## Brief
Output all records precisely as written.

## START Working data

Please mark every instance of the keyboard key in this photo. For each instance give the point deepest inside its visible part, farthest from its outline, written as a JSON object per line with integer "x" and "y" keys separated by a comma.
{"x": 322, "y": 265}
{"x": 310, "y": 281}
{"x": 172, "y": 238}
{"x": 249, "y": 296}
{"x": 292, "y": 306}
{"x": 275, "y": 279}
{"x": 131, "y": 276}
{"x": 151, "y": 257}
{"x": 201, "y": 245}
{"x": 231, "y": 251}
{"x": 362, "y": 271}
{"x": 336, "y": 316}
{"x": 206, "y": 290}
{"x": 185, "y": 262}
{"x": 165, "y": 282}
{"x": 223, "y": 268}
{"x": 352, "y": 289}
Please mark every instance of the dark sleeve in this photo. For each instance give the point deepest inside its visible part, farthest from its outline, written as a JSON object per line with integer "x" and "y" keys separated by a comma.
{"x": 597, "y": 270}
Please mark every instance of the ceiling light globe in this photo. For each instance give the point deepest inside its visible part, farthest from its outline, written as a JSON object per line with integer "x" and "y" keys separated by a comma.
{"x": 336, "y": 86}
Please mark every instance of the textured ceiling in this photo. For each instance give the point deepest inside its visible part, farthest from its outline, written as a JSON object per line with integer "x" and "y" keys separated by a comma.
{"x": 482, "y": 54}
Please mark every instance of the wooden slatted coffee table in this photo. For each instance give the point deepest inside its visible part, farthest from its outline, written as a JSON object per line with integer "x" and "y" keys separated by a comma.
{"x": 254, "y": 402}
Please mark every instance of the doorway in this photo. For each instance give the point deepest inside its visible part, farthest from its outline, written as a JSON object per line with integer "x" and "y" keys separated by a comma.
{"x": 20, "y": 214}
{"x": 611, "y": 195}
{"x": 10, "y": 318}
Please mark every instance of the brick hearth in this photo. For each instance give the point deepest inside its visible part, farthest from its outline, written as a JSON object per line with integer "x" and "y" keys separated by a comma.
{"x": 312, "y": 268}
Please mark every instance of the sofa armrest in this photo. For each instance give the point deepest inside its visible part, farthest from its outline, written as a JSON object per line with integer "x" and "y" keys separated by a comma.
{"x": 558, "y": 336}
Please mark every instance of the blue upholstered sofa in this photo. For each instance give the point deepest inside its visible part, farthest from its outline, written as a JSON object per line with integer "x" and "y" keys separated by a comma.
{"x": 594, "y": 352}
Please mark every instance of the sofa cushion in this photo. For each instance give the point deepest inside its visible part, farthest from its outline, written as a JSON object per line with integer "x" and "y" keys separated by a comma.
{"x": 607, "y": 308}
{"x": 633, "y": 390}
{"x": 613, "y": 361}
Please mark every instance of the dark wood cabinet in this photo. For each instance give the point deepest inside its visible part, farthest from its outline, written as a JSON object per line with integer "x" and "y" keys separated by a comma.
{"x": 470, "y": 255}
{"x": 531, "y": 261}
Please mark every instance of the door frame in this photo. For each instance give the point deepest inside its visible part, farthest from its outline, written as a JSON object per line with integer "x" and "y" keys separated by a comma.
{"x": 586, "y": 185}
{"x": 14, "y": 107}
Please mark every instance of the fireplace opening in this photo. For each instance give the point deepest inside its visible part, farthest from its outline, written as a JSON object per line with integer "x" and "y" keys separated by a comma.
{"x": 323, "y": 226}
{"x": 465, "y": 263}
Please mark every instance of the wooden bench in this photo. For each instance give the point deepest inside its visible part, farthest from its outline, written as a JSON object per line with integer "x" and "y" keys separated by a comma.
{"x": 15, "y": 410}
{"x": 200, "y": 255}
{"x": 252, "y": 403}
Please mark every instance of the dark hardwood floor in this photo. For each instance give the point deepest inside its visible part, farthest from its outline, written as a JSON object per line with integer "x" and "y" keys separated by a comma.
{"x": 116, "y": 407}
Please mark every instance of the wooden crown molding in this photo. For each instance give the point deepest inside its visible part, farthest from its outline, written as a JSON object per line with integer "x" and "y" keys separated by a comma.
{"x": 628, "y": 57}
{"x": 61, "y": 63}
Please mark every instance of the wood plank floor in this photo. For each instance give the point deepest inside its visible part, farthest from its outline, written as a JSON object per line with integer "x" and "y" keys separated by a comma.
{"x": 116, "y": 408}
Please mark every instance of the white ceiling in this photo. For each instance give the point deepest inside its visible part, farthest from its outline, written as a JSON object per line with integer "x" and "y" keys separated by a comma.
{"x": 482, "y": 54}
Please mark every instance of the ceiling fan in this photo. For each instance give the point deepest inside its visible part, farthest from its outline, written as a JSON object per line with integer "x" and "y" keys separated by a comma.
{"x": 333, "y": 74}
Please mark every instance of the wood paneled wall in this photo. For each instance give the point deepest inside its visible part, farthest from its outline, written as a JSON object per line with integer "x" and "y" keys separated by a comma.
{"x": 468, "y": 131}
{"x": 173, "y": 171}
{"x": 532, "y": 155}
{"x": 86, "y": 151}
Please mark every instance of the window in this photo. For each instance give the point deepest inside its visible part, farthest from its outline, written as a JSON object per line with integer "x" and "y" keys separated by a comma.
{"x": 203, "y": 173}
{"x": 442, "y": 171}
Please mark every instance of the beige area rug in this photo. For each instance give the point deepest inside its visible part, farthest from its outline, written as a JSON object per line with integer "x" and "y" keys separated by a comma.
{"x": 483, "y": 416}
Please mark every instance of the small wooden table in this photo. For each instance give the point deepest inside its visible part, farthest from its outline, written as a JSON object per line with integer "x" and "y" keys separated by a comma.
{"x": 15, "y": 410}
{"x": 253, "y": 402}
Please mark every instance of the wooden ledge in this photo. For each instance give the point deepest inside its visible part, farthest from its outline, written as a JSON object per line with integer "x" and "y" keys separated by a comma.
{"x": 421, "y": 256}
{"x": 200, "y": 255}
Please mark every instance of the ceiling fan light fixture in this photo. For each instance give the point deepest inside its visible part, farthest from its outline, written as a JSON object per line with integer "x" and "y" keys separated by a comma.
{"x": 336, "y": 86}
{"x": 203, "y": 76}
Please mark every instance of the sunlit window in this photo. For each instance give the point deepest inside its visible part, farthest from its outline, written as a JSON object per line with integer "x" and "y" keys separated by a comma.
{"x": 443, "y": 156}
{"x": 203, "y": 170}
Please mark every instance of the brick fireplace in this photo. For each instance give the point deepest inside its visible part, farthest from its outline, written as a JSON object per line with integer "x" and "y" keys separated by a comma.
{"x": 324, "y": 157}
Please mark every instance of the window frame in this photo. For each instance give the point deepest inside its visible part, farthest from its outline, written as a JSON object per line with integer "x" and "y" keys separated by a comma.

## END Working data

## Written answer
Please mark every instance of the keyboard key in this photo. For each instance give the point deepest inside its visible part, farthest from its outline, written as a JSON object per line with integer "x" and "y" keys separated by a comma.
{"x": 322, "y": 265}
{"x": 310, "y": 281}
{"x": 172, "y": 238}
{"x": 249, "y": 296}
{"x": 292, "y": 306}
{"x": 275, "y": 279}
{"x": 131, "y": 276}
{"x": 151, "y": 257}
{"x": 201, "y": 245}
{"x": 231, "y": 251}
{"x": 362, "y": 271}
{"x": 336, "y": 316}
{"x": 206, "y": 290}
{"x": 185, "y": 262}
{"x": 165, "y": 282}
{"x": 223, "y": 268}
{"x": 352, "y": 289}
Please mark every instance of the dark sleeve in this photo. For each instance give the point deepest inside its visible part, farthest from its outline, written as a JSON object per line with integer "x" and "y" keys separated by a comma.
{"x": 597, "y": 270}
Please mark every instance of the ceiling light globe in this photo. For each instance give the point deepest inside its visible part, farthest from its outline, written as a JSON object per line with integer "x" and "y" keys separated by a comma.
{"x": 336, "y": 86}
Please mark every instance of the textured ceiling in this photo. For each instance give the point deepest inside its visible part, farthest from its outline, written as a JSON object per line with integer "x" and "y" keys separated by a comma.
{"x": 482, "y": 54}
Please mark every instance of the wooden slatted coffee table in this photo. For each instance give the point deepest inside its visible part, farthest from its outline, written as a JSON object per line with integer "x" and "y" keys separated by a comma.
{"x": 254, "y": 402}
Please mark every instance of the doorway in this photo. For each instance give the point deepest inside its visible part, farthest from its outline, written as a JSON object per line with integer "x" and "y" keys separated by a comma.
{"x": 20, "y": 214}
{"x": 611, "y": 195}
{"x": 10, "y": 318}
Please mark every instance of the brick hearth in this photo. For each instance give the point deepest inside its visible part, farthest from its outline, written as a JSON object per line with integer "x" and "y" keys separated by a comma.
{"x": 312, "y": 268}
Please mark every instance of the sofa armrest in this photo. For each instance give the point deepest inside its visible part, farthest from its outline, written as a JSON object per line with integer "x" and "y" keys separated by a comma.
{"x": 558, "y": 336}
Please mark every instance of the blue upholstered sofa in this photo. For each instance give the point deepest inside its visible part, farthest from its outline, written as a JSON object per line with integer "x" and "y" keys separated by a comma.
{"x": 594, "y": 352}
Please mark every instance of the sofa cushion in this photo. For each instance give the point deepest inside its visible part, farthest from its outline, written as a JSON object per line with integer "x" and "y" keys separated by a comma.
{"x": 607, "y": 308}
{"x": 633, "y": 390}
{"x": 613, "y": 361}
Please mark every instance of the dark wood cabinet in this photo. For each instance give the point deepest inside its visible part, farthest from its outline, written as a JSON object per line with integer "x" and "y" keys separated by a comma.
{"x": 470, "y": 255}
{"x": 531, "y": 261}
Please mark every instance of the door frame in this photo. For each instance give the point deepest inside its visible part, farthest from its outline, written as a JSON object per line with integer "x" and "y" keys separated by a comma.
{"x": 586, "y": 185}
{"x": 14, "y": 107}
Please mark every instance of the fireplace opening in this photo. For each instance give the point deepest inside its visible part, farthest from its outline, written as a JSON object per line with integer "x" and "y" keys separated by a comma.
{"x": 323, "y": 226}
{"x": 465, "y": 263}
Please mark every instance of the wooden bench in this photo. For each instance give the point deepest inside its visible part, farthest from its outline, written as a JSON object per line with integer "x" and "y" keys separated by a comma.
{"x": 15, "y": 410}
{"x": 200, "y": 255}
{"x": 252, "y": 403}
Please mark every instance of the dark hardwood floor in this photo. For each instance give the point deepest inside its visible part, farthest from its outline, written as a JSON object per line with integer "x" and "y" keys separated by a comma.
{"x": 116, "y": 407}
Please mark every instance of the wooden crown molding in this photo. For each instance give the point deepest inside its visible part, farthest from its outline, written as a JSON object per line with integer "x" and "y" keys separated by a comma.
{"x": 628, "y": 57}
{"x": 61, "y": 63}
Please mark every instance of the wood plank floor in this photo. For each instance give the point deepest inside its visible part, farthest from its outline, written as a JSON object per line with integer "x" and "y" keys separated by a comma.
{"x": 116, "y": 408}
Please mark every instance of the white ceiling in this photo. For each instance give the point deepest inside its visible part, farthest from its outline, written as a JSON object per line with integer "x" and "y" keys separated by a comma.
{"x": 482, "y": 54}
Please mark every instance of the ceiling fan in this photo. For each instance give the point deepest inside its visible part, farthest from its outline, written as a JSON object per line with integer "x" and "y" keys separated by a comma.
{"x": 333, "y": 74}
Please mark every instance of the wood paneled wall in this photo. For each instance give the point deepest inside its visible part, farthest from its outline, written as a JSON object per line with integer "x" and "y" keys separated by a comma.
{"x": 468, "y": 131}
{"x": 173, "y": 171}
{"x": 532, "y": 155}
{"x": 86, "y": 151}
Please mark every instance of the window in this photo. For each instance give the point deepest inside its visible part, farthest from its outline, written as a JSON object per line with integer "x" and "y" keys separated by a comma.
{"x": 203, "y": 173}
{"x": 442, "y": 171}
Please mark every instance of the beige area rug in this photo. For each instance give the point deepest inside its visible part, farthest from its outline, written as a JSON object per line with integer "x" and "y" keys separated by a comma.
{"x": 483, "y": 416}
Please mark every instance of the small wooden table in this photo. For each instance give the point deepest inside its visible part, farthest from its outline, written as a JSON object per line with integer "x" and "y" keys separated by a comma.
{"x": 15, "y": 410}
{"x": 253, "y": 402}
Please mark every instance of the wooden ledge in this photo. For each instance give the point deepest inside its visible part, farthest from its outline, written as a JSON object per line with integer "x" and "y" keys separated by a comma.
{"x": 421, "y": 256}
{"x": 200, "y": 255}
Please mark every instance of the ceiling fan light fixture in this photo. For each instance give the point deepest inside its visible part, farthest from its outline, written as a JSON object per line with integer "x" and "y" keys separated by a comma.
{"x": 336, "y": 86}
{"x": 203, "y": 76}
Please mark every instance of the sunlit window in this photo. For each instance give the point deepest inside its visible part, farthest from its outline, written as a JSON object per line with integer "x" and "y" keys separated by a comma.
{"x": 443, "y": 156}
{"x": 203, "y": 170}
Please mark every instance of the brick fireplace in this photo. For each instance give the point deepest inside its visible part, farthest from its outline, written as a JSON object per line with integer "x" and "y" keys separated by a comma.
{"x": 324, "y": 157}
Please mark every instance of the window frame in this photo. For each instance give the point deepest inside its visible part, farthest from its outline, written as a JSON object per line with integer "x" and "y" keys separated by a comma.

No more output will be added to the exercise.